# Data provided
........
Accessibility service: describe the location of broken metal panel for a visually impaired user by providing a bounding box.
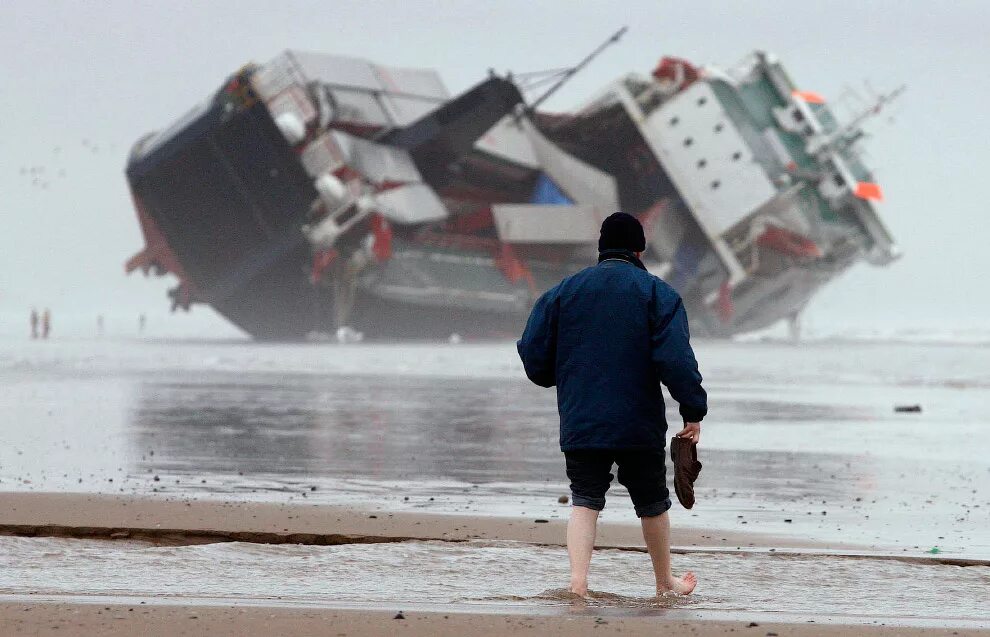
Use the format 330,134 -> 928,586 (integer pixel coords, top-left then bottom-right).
521,119 -> 619,211
492,204 -> 602,244
330,131 -> 422,184
374,184 -> 447,225
371,64 -> 450,101
646,82 -> 777,236
474,115 -> 540,168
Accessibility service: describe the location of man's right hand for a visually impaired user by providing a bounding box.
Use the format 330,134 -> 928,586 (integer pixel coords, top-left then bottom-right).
675,422 -> 701,444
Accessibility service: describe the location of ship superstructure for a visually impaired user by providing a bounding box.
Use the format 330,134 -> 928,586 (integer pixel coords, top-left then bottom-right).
127,42 -> 897,339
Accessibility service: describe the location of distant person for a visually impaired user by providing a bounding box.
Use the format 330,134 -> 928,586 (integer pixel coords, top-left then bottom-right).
517,212 -> 708,597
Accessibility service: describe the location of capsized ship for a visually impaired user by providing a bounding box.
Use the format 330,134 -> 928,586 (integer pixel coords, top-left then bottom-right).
126,41 -> 898,339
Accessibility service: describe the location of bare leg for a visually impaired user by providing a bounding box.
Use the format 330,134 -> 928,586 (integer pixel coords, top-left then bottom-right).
567,506 -> 598,597
644,512 -> 698,595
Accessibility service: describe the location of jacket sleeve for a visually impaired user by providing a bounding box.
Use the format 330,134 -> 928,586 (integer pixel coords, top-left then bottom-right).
516,288 -> 560,387
650,281 -> 708,422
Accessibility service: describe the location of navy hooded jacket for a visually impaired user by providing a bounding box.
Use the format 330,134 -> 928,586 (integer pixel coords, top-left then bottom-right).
516,252 -> 708,451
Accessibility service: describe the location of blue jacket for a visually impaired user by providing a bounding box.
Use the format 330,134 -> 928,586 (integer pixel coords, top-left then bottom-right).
516,252 -> 708,451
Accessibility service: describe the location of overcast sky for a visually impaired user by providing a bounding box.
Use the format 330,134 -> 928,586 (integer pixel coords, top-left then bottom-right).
0,0 -> 990,334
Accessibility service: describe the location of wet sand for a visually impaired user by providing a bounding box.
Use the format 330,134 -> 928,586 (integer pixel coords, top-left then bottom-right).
0,602 -> 987,637
0,342 -> 990,635
0,493 -> 852,551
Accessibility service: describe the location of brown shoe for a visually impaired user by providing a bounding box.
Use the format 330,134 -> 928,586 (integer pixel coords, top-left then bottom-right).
670,437 -> 701,509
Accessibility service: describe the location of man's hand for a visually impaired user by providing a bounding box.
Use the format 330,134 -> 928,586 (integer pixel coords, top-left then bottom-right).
676,422 -> 701,444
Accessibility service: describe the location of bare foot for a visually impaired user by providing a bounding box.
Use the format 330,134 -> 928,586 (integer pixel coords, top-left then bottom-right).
657,571 -> 698,595
570,580 -> 588,597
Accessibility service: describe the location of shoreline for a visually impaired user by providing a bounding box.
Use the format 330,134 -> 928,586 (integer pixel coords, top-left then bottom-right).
0,492 -> 990,567
0,599 -> 988,637
0,492 -> 867,553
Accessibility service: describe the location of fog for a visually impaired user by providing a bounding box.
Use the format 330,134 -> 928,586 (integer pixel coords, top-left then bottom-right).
0,0 -> 990,335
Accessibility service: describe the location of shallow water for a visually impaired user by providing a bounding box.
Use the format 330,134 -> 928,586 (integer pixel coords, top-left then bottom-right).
0,537 -> 990,619
0,341 -> 990,557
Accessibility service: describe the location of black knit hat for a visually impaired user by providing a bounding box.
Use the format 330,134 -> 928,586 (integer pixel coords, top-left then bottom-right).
598,212 -> 646,252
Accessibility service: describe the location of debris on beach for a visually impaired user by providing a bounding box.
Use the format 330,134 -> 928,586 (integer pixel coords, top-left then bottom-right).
894,405 -> 921,414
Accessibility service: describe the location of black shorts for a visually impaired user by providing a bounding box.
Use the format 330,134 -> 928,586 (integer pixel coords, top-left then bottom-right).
564,449 -> 670,518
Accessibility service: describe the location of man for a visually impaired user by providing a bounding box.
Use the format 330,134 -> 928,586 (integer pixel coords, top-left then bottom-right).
517,212 -> 708,597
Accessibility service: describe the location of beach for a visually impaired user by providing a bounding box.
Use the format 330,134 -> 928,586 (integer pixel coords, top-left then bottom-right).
0,340 -> 990,635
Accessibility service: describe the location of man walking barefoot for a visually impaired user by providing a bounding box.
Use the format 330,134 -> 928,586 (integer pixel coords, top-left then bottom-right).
517,212 -> 708,597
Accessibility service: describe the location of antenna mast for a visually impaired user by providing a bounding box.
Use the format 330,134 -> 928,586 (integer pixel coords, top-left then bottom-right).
520,27 -> 629,112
........
# Short problem
Can you write out all the items above again with "visually impaired user" replaced by "blind or low-vision user" and everything else unchanged? Leave the pictures out.

# Worked answer
Accessibility service: describe the location of broken metal panel for a blind or low-vision user by providing a bounding box.
Use the format 330,134 -> 928,586 (integer pixel coords, top-left then bottom-right).
521,119 -> 619,211
492,204 -> 602,244
330,131 -> 422,184
374,184 -> 447,225
371,64 -> 450,101
646,82 -> 777,236
474,115 -> 540,168
Accessibility service: describe the location of man's right hand for a blind or low-vision user by providing a bounding box.
Use the format 330,134 -> 928,586 (integer pixel coords, top-left then bottom-right).
675,422 -> 701,444
Accessibility service: describe the location of ship superstructure for a blind or low-vision user by providing a bounding box.
Use the format 330,134 -> 928,586 (integer pixel coords, top-left then bottom-right).
127,42 -> 897,339
Accessibility service: describe the location of distant person for a blind or low-vision user by providing a bounding box.
Use the format 330,134 -> 928,586 (integer pixel coords, top-left then bottom-right).
517,212 -> 708,597
Accessibility service: describe the location of capsized ship for a blind or low-vision user by providing a bounding box.
Use the format 330,134 -> 928,586 (integer pixel coords, top-left then bottom-right).
126,41 -> 898,339
Accessibility service: describe the location of bare leg for a blind or low-vision user by providing a bounding box.
Use the format 330,134 -> 928,586 (integer pixel coords, top-left then bottom-right).
567,506 -> 598,597
644,512 -> 698,595
Accessibility service: describe the location of jacket sleeve for a blind or low-vision user by providing a bounding box.
Use the format 330,134 -> 928,586 (integer pixel coords, top-left then bottom-right).
516,288 -> 560,387
650,281 -> 708,422
Accessibility service: describe the location of navy hooded jacket for a blind or low-vision user by providing a bounding box.
Use the format 330,134 -> 928,586 (integer pixel coords, top-left then bottom-right).
516,252 -> 708,451
Accessibility service: describe the location of blue jacket for a blind or low-vision user by providing a bounding box.
Use the format 330,134 -> 928,586 (integer pixel coords, top-left then bottom-right).
516,252 -> 708,451
Accessibility service: describe the location of overcast sky for a blind or low-vision user by providing a bounding box.
Use the format 330,134 -> 928,586 (integer pixel coords, top-left then bottom-right).
0,0 -> 990,334
Accessibility service: describe the location of wet sand for a blind or low-vision user by providing a bounding box.
Use the format 330,134 -> 928,586 (integer pixel coords, top-left then bottom-right).
0,602 -> 987,637
0,342 -> 990,635
0,493 -> 852,551
Accessibility service: describe the location of brown shoe for a blind or low-vision user by providing a bounding box.
Use the format 330,134 -> 928,586 (integer pixel coords, top-left then bottom-right).
670,437 -> 701,509
Accessibility service: describe the location of man's hand for a blind or low-vision user by providing a bounding box.
Use the format 330,134 -> 928,586 (integer pixel coords, top-left then bottom-right).
676,422 -> 701,444
Accessibility service: describe the location of bare foot for a blind or low-vision user by providing a bounding box.
Use the format 330,134 -> 928,586 (integer pixel coords, top-left then bottom-right).
657,571 -> 698,595
570,580 -> 588,597
Accessibility service: describe the location of shoreline for a blind or low-vision user by providing a bounding box.
Use the format 330,134 -> 928,586 (integer pixel coords, top-left then bottom-right).
0,492 -> 990,567
0,599 -> 988,637
0,492 -> 867,553
Accessibility service: describe the location of fog for a blind or low-vision user by providing a bounding box.
Use the format 330,134 -> 928,586 (integer pixel coords, top-left then bottom-right).
0,0 -> 990,335
Accessibility service: describe the location of shallow water for a blind or low-vision user by providing a bounding box.
Use the format 330,134 -> 928,586 (integer pixel coords, top-left then bottom-right).
0,537 -> 990,619
0,341 -> 990,557
Accessibility service: describe the location of black knit hat for a blind or low-vision user by providing a bounding box.
Use the format 330,134 -> 928,586 (integer pixel coords, top-left then bottom-right).
598,212 -> 646,252
Accessibility service: describe the location of debris on beach for a blind or low-vision user by providing a bounding box.
Use the format 330,134 -> 928,586 (integer pixel coords, top-left then bottom-right).
894,405 -> 921,414
Accessibility service: describe the location of black shorts for a blind or low-vision user by providing a bounding box.
Use the format 330,134 -> 928,586 (integer pixel coords, top-left then bottom-right).
564,449 -> 670,518
Accessibility service: describe the location of man for a blind or low-vision user by providing a bounding box.
Use the format 330,134 -> 928,586 (integer pixel coords, top-left then bottom-right).
517,212 -> 708,597
Accessibility service: describe the location of beach for a blind or low-vision user by providing a bounding box.
Use the format 330,134 -> 928,586 (integer pixel coords, top-left then bottom-right).
0,340 -> 990,635
Accessibility service: describe the location of man walking barefoot for a blind or low-vision user by providing a bounding box.
Use the format 330,134 -> 928,586 (integer pixel coords, top-left then bottom-right).
517,212 -> 708,597
Accessibility service: describe the location of antenna mast for a blind or low-vision user by providing a bounding box.
Use the format 330,134 -> 928,586 (integer pixel coords, top-left then bottom-right).
520,27 -> 629,112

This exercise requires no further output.